┌─ Selected passage

In the run-up to the event, some volunteers need to be recruited so that a year group from a school can be split into multiple groups, that rotate around the various work stations. One lesson can be scheduled per activity, split into the STEM demonstration and an arts component, and the school visit can then take up the whole school day if desired.

For STEAM School, a more complex structure is appropriate, as volunteers need to be recruited and trained in the demonstrations through a workshop or other means. This is followed by liaising with local schools, as cooperation from them is required to take over a school day with the support of teachers who will be on hand to supervise the groups of students.

Thus, STEAM School involves the preparation of two separate parts: volunteer recruitment and the delivery of a workshop for them, as well as planning the actual school visit and being on hand for support throughout the day, making sure that volunteers are getting on with the demonstrations and resolving any other issues that arise.

└─

■ Exercise 1: In the STEAM School text, retype the part that opens with the words containing "In the run-up" and closes with "day if desired.".
■ Exercise 2: List every group of people that the STEAM School text mentions.
■ Exercise 3: Rewrite the paragraph of the STEAM School text beginning "For STEAM School, a more complex structure" as a short list that keeps its main facts.
The lines after this point have nothing to do with the STEAM School text.

┌─ Record excerpts

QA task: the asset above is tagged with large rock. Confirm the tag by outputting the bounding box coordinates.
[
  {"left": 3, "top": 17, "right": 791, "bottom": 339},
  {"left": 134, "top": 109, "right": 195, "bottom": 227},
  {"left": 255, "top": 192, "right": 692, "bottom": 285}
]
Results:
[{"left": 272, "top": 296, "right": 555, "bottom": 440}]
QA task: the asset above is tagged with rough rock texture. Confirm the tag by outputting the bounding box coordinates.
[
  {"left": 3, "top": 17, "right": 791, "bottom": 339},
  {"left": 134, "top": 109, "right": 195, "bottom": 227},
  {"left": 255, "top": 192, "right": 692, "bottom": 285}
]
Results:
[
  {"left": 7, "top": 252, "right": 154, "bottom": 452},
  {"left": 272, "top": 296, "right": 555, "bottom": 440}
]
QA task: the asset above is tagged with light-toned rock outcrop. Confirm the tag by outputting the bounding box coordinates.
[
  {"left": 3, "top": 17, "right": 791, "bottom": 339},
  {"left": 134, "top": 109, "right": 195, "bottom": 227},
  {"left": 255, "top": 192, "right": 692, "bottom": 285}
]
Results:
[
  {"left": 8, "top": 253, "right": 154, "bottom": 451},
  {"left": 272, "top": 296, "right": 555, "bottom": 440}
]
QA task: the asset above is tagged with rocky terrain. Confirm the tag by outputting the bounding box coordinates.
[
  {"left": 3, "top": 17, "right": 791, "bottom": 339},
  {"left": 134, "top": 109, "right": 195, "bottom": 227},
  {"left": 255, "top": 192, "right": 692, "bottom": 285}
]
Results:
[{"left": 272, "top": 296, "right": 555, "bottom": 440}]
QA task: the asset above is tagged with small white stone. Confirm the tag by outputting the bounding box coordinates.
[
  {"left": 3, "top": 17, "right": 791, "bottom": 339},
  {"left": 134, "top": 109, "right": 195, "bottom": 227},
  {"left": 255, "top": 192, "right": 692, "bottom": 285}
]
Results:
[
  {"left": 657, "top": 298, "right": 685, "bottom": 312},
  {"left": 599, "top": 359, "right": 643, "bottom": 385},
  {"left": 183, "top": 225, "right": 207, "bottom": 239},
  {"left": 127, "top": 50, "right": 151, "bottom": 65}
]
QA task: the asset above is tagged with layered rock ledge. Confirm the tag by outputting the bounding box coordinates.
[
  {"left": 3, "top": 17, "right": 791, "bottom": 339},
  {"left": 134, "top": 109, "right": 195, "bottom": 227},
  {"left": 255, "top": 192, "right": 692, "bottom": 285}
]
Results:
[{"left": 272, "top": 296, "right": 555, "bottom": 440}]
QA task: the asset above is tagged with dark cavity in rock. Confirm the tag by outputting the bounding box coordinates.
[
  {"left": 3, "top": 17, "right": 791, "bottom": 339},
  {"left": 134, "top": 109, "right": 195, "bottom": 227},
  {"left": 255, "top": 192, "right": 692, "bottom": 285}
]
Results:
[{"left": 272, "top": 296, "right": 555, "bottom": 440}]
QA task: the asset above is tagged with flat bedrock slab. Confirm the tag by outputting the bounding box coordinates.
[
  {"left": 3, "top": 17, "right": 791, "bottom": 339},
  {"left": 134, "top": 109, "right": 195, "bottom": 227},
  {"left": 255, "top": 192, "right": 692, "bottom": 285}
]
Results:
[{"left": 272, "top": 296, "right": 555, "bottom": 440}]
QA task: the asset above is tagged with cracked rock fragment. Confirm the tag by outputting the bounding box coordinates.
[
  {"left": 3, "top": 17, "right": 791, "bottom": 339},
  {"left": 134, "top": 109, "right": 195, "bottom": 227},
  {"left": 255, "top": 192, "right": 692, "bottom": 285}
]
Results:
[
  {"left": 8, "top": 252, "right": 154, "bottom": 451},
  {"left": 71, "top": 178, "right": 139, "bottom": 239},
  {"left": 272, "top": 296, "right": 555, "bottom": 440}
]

└─

■ Exercise answer 1:
In the run-up to the event, some volunteers need to be recruited so that a year group from a school can be split into multiple groups, that rotate around the various work stations. One lesson can be scheduled per activity, split into the STEM demonstration and an arts component, and the school visit can then take up the whole school day if desired.

■ Exercise answer 2: Volunteers; students (a year group from a school); teachers

■ Exercise answer 3:
- STEAM School calls for a more complex structure.
- Volunteers must be recruited and trained in the demonstrations through a workshop or other means.
- Organizers then liaise with local schools, whose cooperation is required to take over a school day.
- Teachers are on hand to supervise the groups of students.